[Collected data]

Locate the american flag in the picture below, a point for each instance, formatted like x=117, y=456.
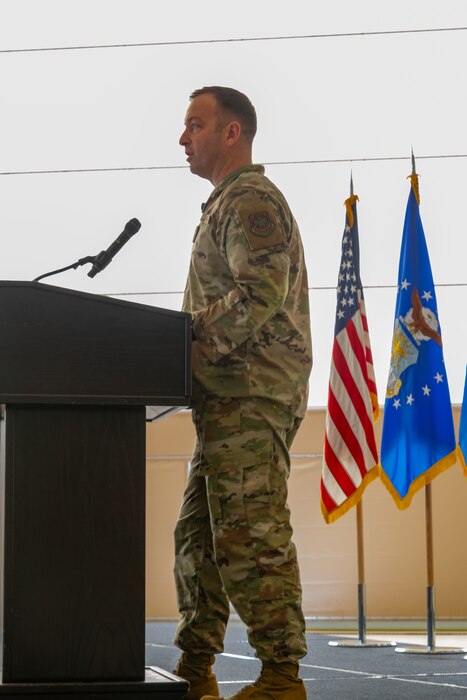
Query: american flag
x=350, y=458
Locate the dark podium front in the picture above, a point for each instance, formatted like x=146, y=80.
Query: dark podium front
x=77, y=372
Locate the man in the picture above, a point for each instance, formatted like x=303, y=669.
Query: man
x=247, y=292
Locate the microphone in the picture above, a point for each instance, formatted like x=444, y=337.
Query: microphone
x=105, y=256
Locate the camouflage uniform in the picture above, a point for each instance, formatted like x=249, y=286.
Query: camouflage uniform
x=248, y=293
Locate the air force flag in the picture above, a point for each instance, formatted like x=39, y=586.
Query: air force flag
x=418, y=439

* * *

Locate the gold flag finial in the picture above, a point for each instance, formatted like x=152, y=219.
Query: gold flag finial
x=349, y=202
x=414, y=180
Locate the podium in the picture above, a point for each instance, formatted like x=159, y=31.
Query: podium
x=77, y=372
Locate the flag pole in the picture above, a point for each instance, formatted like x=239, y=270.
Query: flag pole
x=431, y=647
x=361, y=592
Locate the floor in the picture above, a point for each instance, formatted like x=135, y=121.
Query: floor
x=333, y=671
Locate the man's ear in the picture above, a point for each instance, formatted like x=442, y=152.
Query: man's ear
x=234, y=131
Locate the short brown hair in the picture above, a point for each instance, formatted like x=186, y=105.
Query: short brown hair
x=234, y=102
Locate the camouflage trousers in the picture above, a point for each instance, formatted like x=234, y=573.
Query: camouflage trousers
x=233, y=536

---

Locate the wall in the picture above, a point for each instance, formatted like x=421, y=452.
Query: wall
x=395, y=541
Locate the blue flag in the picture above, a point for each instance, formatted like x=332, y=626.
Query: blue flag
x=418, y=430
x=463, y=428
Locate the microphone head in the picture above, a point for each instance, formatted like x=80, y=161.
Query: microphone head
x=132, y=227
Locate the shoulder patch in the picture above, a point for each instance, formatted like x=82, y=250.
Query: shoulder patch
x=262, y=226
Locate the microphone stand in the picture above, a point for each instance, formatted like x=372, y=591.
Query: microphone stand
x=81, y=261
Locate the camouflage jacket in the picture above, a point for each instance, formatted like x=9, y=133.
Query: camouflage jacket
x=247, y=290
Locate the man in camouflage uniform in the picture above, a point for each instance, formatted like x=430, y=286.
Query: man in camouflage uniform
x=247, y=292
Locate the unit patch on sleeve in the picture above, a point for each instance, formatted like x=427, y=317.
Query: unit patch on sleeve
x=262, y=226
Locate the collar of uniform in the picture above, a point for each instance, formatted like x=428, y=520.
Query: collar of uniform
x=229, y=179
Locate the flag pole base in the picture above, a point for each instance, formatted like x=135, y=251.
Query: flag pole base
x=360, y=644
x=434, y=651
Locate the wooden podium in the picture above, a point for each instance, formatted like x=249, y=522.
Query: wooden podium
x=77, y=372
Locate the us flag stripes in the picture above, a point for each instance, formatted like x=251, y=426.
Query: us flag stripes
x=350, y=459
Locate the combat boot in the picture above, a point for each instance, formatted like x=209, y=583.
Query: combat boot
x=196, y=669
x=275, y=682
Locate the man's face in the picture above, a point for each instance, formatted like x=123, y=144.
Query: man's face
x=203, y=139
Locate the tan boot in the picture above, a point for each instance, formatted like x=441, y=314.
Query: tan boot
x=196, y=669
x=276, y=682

→ Task brief: The lines to extract from the data above begin with the line containing "Query: floor" and end with the line containing "Locate the short". Extract them exactly, including both.

→ Exercise answer:
Query: floor
x=333, y=671
Locate the man's ear in the picture above, a point for each instance, formatted like x=442, y=152.
Query: man's ear
x=234, y=131
Locate the short brown hair in the picture above, a point for each instance, formatted like x=186, y=105.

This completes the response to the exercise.